PASSAGE TO READ –
In the middle of an article about a corporate executive who had fled his Manhattan suite for small town Iowa living and designer bird-house building, I was called for my MRI. It was 8:05. "You know," I told the two attendants who walked me to the truck, "I was told my appointment was at 6:45, and I'm not a little pissed off that I've had to wait an hour and twenty minutes. Now, I know these things happen, and it's probably not your fault, but, damn, an hour and twenty minutes!" "Oh, I'm sorry," one of the attendants said; "it seems a miscommunication occurred between your doctor's office and the MRI scheduler." A "miscommunication occurred." Such a convenient use of the passive voice; how cleverly it obscures assigning anyone fault, how sly its practiced use in hemming the ragged edge of a patient's anger. Well, I was having none of it. I'm not an English teacher for nothing. "That may well be the case," I said, "but, you know, I'm not in the mood to be Strother Martined." They looked perplexed. "You know, the actor who played the warden in Cool Hand Luke? His tag line is, `What we got he-ah is a failure to communicate." They hadn't seen the movie.

(Stored data entries)
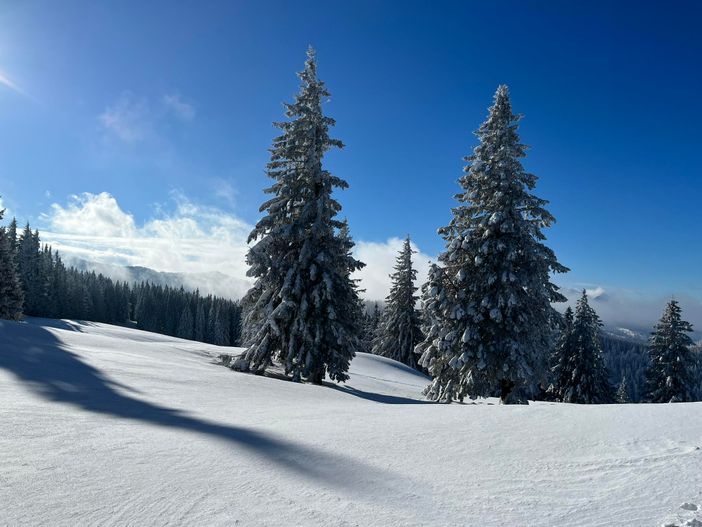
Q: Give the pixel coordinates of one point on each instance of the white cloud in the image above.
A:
(133, 119)
(190, 239)
(181, 109)
(9, 83)
(128, 118)
(96, 215)
(380, 261)
(631, 309)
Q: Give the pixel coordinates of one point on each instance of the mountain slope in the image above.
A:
(113, 426)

EXERCISE 1 –
In the passage about the MRI wait, what time had the narrator been told the appointment was?
EXERCISE 2 –
For each statement, say whether it agrees with the passage about the MRI wait: (a) The narrator was called for the MRI at 8:05. (b) The attendant said the mix-up was caused by the MRI scheduler alone. (c) The attendants had seen Cool Hand Luke.
EXERCISE 3 –
Carry on the passage about the MRI wait, picking up after its final sentence.

ANSWER AREA 1 –
6:45

ANSWER AREA 2 –
(a) Yes: "It was 8:05."
(b) No: "it seems a miscommunication occurred between your doctor's office and the MRI scheduler."
(c) No: "They hadn't seen the movie."

ANSWER AREA 3 –
The MRI itself, believe it or not, was a warm Pacific slipstream in the thin, cold current of my wintery discontent. Stretched comfortably on the table, covered in two blankets, head padded in place, the on-call bulb firmly grasped in my right hand, I was gingerly slid into the center of the machine—birth in reverse, a return to the womb. Sure, instead of the soothing beat of the maternal heart, I heard only the cacophonous clang of jackhammer staccato and the stiletto chir of dial-tone buzz, but I tried to imagine it as the atonal music of a John Cage or Arnold Shoenberg. Imagination, however, deals with the essence behind reality, and when that ear-assaulting clangor proved impossible to get behind, I resorted to a strategy I have used intermittently in the past in similar situations: a recurrent fantasy involving Salma Hayek and cellophane—a fantasy so potent that, with five minutes to go in the procedure, it got me through being slid out for yet another poking and penetrating, this one with some strange brew to "provide contrast." Fantasy does not genuflect to the imperial demands of reality. Fantasy is dissociation from reality. I've always been good at dissociating.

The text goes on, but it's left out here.